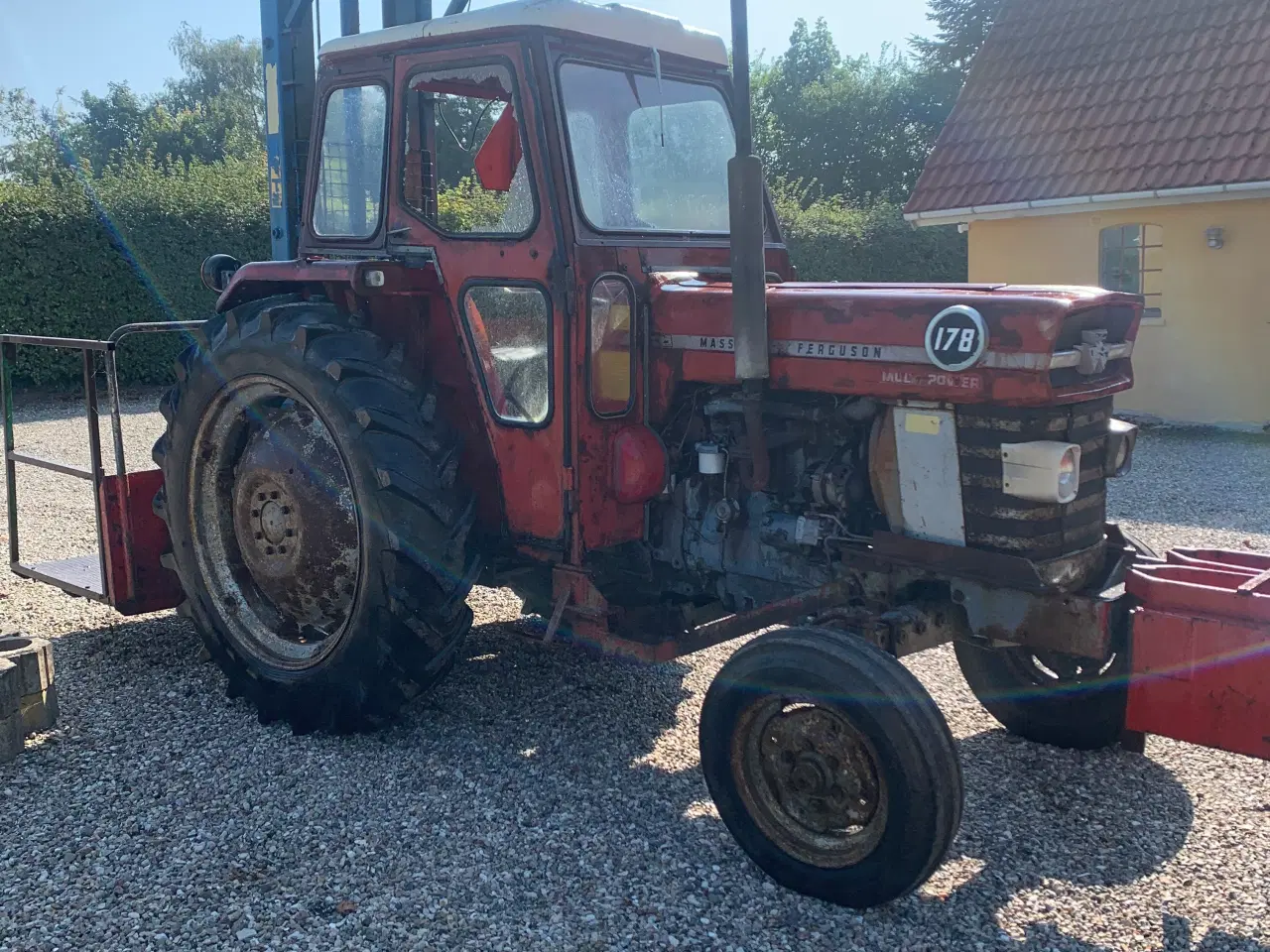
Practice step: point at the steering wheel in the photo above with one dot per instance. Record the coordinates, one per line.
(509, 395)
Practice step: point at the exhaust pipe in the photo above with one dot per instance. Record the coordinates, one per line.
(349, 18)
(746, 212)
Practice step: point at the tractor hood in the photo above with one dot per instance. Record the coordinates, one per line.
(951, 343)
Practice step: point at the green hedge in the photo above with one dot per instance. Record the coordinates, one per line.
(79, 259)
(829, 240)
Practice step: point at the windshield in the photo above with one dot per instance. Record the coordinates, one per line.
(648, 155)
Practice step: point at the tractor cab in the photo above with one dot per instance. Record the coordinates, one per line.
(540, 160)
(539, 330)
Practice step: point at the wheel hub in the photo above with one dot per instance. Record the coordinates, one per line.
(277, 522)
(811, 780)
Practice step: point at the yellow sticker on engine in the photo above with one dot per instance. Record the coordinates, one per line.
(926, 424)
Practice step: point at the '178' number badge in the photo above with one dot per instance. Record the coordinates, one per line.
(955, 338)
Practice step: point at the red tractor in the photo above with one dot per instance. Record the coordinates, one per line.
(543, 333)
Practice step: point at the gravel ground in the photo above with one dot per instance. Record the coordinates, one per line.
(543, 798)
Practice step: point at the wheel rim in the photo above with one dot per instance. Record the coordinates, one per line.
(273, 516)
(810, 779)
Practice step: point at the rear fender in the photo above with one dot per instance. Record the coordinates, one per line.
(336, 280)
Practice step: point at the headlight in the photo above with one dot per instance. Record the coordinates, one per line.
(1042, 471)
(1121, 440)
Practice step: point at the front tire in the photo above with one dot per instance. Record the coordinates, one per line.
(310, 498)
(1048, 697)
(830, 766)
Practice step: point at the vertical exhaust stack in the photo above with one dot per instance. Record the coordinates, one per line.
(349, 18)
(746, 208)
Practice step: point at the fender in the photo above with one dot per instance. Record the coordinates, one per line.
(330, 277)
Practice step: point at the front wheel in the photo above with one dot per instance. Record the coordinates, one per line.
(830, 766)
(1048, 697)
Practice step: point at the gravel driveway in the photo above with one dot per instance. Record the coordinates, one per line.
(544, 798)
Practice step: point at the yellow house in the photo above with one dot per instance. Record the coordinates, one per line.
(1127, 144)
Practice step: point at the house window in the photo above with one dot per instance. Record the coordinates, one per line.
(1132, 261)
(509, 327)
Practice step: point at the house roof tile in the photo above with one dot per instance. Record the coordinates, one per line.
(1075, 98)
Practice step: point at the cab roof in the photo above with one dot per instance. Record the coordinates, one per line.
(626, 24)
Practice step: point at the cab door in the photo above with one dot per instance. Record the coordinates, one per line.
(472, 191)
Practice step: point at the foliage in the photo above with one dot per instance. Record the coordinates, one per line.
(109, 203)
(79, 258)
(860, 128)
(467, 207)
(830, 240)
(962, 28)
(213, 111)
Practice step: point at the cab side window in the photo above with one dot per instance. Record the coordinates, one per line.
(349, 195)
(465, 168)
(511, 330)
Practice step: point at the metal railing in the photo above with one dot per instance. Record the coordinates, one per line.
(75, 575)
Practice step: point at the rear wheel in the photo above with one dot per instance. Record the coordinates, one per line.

++++++++++++++++++++

**Exercise**
Before handing back the copy, remove the pictures; otherwise print the data exactly.

**Reply**
Practice step: point at the steering wheel in the photo above with one dot per instance. Record the coordinates, one per line.
(509, 395)
Practice step: point at the exhaust pipe in the photo above with one dot per instance. Record the coordinates, one per line.
(349, 18)
(746, 212)
Practice step: point at the tractor hood in the photo above with one dot per instance. Record the coordinates, one per line.
(951, 343)
Practice step: point at the green hedge in the photo above with one dot per instance. Record the coordinates, one per line.
(79, 259)
(829, 240)
Practice step: point at the windshield in the photo above with one dot per instance. Record the coordinates, one per line.
(648, 155)
Practice step: point at the tractor cab in the photo above with one dot per instance. Record the coordinates, one per line.
(540, 160)
(539, 330)
Practice step: point at the wheel hub in the photo above with one dot per instance. Record the coordinates, one per line.
(277, 522)
(811, 780)
Practice step: point at the yellow sticker on engine in the photo above with one dot per instance. Record the coordinates, one per line.
(926, 424)
Practice step: point at the '178' number badge in the photo above with one dot per instance. Record the coordinates, one per line.
(955, 338)
Practice step: point at the red tractor in the photo above with one dot per instance. Record the coordinates, one per line.
(543, 333)
Practice step: point at the gravel ground in the photo above with one dot per instance. Record the coordinates, one per line.
(543, 798)
Practice step: point at the wheel rim in the photo above with one dot per instance. Record the coordinates, one per line.
(273, 516)
(810, 779)
Practice step: point at the rear fender in the photo above with one dot per instance. Record the coordinates, one per line.
(336, 280)
Practice step: point at the headlight in the photo above with one dot per instance. Record the coordinates, one per line.
(1042, 471)
(1121, 440)
Practice step: point at the front tire in the photo above with one dot per instance. Record the coordinates, one per line.
(310, 498)
(1048, 697)
(830, 766)
Practice step: point at the vertical exhaust stack in the photo above with one dot per instance. Record the coordinates, one per line.
(349, 18)
(746, 208)
Practice step: point at the fender in the photo above with one dot per instance. Record the coordinates, one per line.
(330, 277)
Practice step: point at the front wheel in the photo above with one dot per instance. Record the coordinates, one per line.
(830, 766)
(1048, 697)
Practice step: point at the gravel driveway in the photo above with one dot per instance. Record the coordinates, one per line.
(544, 798)
Practice step: point at the yellow house in the photo above with one dot per instance. Record the coordinates, one per line.
(1127, 144)
Practice step: point at the house window in the photo above with one dot per instance. Record the coordinates, one per line.
(1132, 261)
(509, 327)
Practice step: point at the house roof tile in the photo above with one dot per instance. Record the coordinates, one per line.
(1075, 98)
Practice step: point at the cab roof in the photo above with one dot per instance. Record the coordinates, one per line.
(626, 24)
Practice step: point at the cab door in the photo above with one dot per instance. Record the coordinates, one per line.
(472, 191)
Practice step: point at the foliage in the photo above with one dot per instance. Record the coordinates, one per line.
(109, 203)
(79, 258)
(860, 128)
(467, 207)
(830, 240)
(962, 28)
(213, 111)
Practice step: point at the cab side window in the photo above with one dot per instance. Record the coordinates, one per line.
(349, 195)
(465, 168)
(511, 330)
Practice step: point at the metal railing in the photo above with one dot per instance. Record the coordinates, one per line.
(75, 575)
Practice step: point at the rear wheel in the photo above with one dot per instance. Record the coordinates, one per line.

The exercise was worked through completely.